*Verständnis prüfen:*
**a.** Welches Regierungsmitglied hat Griechenland laut dem Text über Griechenland und den Euro für neue Verhandlungen geopfert?
**b.** Bitte schreib den Text über Griechenland und den Euro nach seinem letzten Satz weiter.

*Seitentext:*
Der Euro leidet - noch mehr als unter seiner Fehlkonstruktion - unter seiner Fehlbesetzung. Griechenland hätte nie in den Euro aufgenommen werden dürfen. Ein Grexit wäre sowohl für Griechenland als auch für die Geberländer die beste Lösung. Drei Mächte entscheiden über den Verbleib Griechenlands im Euro und letztlich sogar über den Bestand der Eurozone: Die Macht der Menschen und der Wähler, die Macht der Märkte und die Macht des Faktischen.

Auf Seite 2: Wie Heller die Aussichten auf eine Einigung zwischen Athen und Brüssel beurteilt





Die Griechen hoffen auf neue Verhandlungen und haben dafür sogar den umstrittenen Finanzminister Yanis Varoufakis geopfert. Aber wie soll das gehen, nachdem die Verhandlungen fünf Monate ergebnislos geblieben sind und die griechische Regierung die Geldgeber mit Vorwürfen überzogen hat und zuletzt sogar von Erpressung und Terrorismus gesprochen hat?

Für eine Mitgliedschaft in einer gemeinsamen Währung ist ein Mindestmaß an Vertrauen nötig. Das ist nicht nur von Varoufakis, sondern auch von Tsipras zerstört worden. Letztlich kommt es jenseits aller Illusionen der Euro-Retter auf die harte Realität an: Griechenland ist ein sogenannter "gescheiterter Staat". In diesem Zustand ist es finanziell ein Fass ohne Boden. Bis es ein funktionierender Staat werden kann, werden Jahre vergehen.

Sollten die Geldgeber erneut Zugeständnisse machen oder bei ihrer strikten Haltung Hilfe nur bei Reformen bleiben?

Wenn die Geldgeber allzu großzügige Zugeständnisse machen, wird die gesamte Eurozone Schaden leiden, weil für manch andere Länder die Versuchung groß ist, es ebenfalls mit Erpressung zu versuchen. Und andere, die redlich die Regeln einhalten, werden sich benachteiligt fühlen. Angela Merkel muss gegenüber Frankreich und Italien, die schon wieder weich zu werden scheinen, endlich den Mut haben, "Nein" zu sagen und hart zu bleiben.

Auf Seite 3: Ob die EZB die Ela-Kreditlinie verlängern soll





Die Bargeldversorgung der Griechen steht kurz vor dem Kollaps. Sollte die EZB die umstrittenen Ela-Kredite erneut erhöhen, um der Politik zumindest ein wenig Spielraum zu verschaffen oder müssen die Notenbanker jetzt eigentlich den Stecker ziehen und Griechenland dann endgültig in den Staatsbankrott treiben?

*Bereitgestelltes Material:*
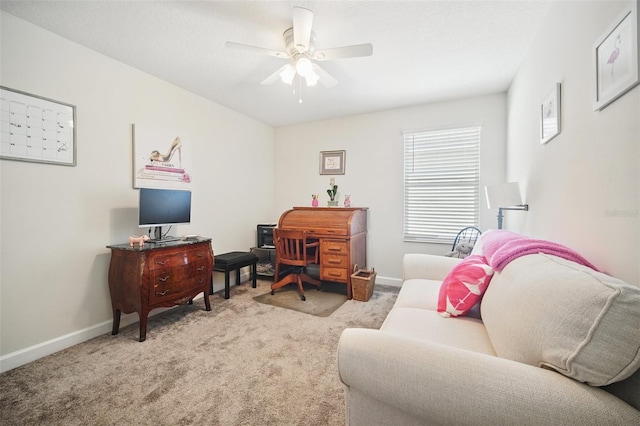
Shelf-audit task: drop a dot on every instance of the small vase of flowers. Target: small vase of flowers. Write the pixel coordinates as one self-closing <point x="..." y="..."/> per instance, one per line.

*Lösungen:*
**a.** Den umstrittenen Finanzminister Yanis Varoufakis.

**b.**
Die EZB hat mit den schon bisher ausgegebenen Ela-Krediten ihr Mandat überschritten, indem sie indirekt Staatsfinanzierung betrieben hat. Auch die Glaubwürdigkeit der EZB steht mehr denn je auf dem Spiel.

Welche Folgen erwarten Sie im Falle eines Ausscheidens Griechenlands aus der Eurozone für die Konjunktur in Europa und vor allem für die deutschen Unternehmen?

Ich erwarte für die Konjunktur in Europa keine schlimmen Folgen: Der Anteil Griechenlands an dem Bruttosozialprodukt der Eurozone beträgt weniger als zwei Prozent. Die Wirtschaftsleistung ganz Griechenlands entspricht gerade mal dem Doppelten der Stadt München und, was Griechenland in einem Jahr erwirtschaftet, schafft China an einem Tag!

Und was würde ein Grexit für den Euro bedeuten: Schwächung oder Stärkung?

Ein Grexit würde den Euro stärken, weil er eine einheitliche Geld- und Finanzpolitik ermöglichen würde und eine disziplinierende Wirkung auf die verbleibenden Euro-Mitglieder hätte.

Auf Seite 4: Was Heller Anlegern rät





Die Märkte haben auf das Votum heute morgen negativ reagiert. Ist das nur ein kurzes Schütteln oder dürfte es kurzfristig weiter abwärts gehen?

Die Märkte haben quasi mit einem Achselzucken reagiert. Der DAX büßt 0,5 Prozent ein und das Krisenmetall Gold fällt sogar um vier US-Dollar, das sind -0,3 Prozent. Solange aber eine große Unsicherheit über den Fortgang des griechischen Dramas herrscht, werden die Märkte nervös bleiben.

Wie sollten Anleger also auf die Lage reagieren?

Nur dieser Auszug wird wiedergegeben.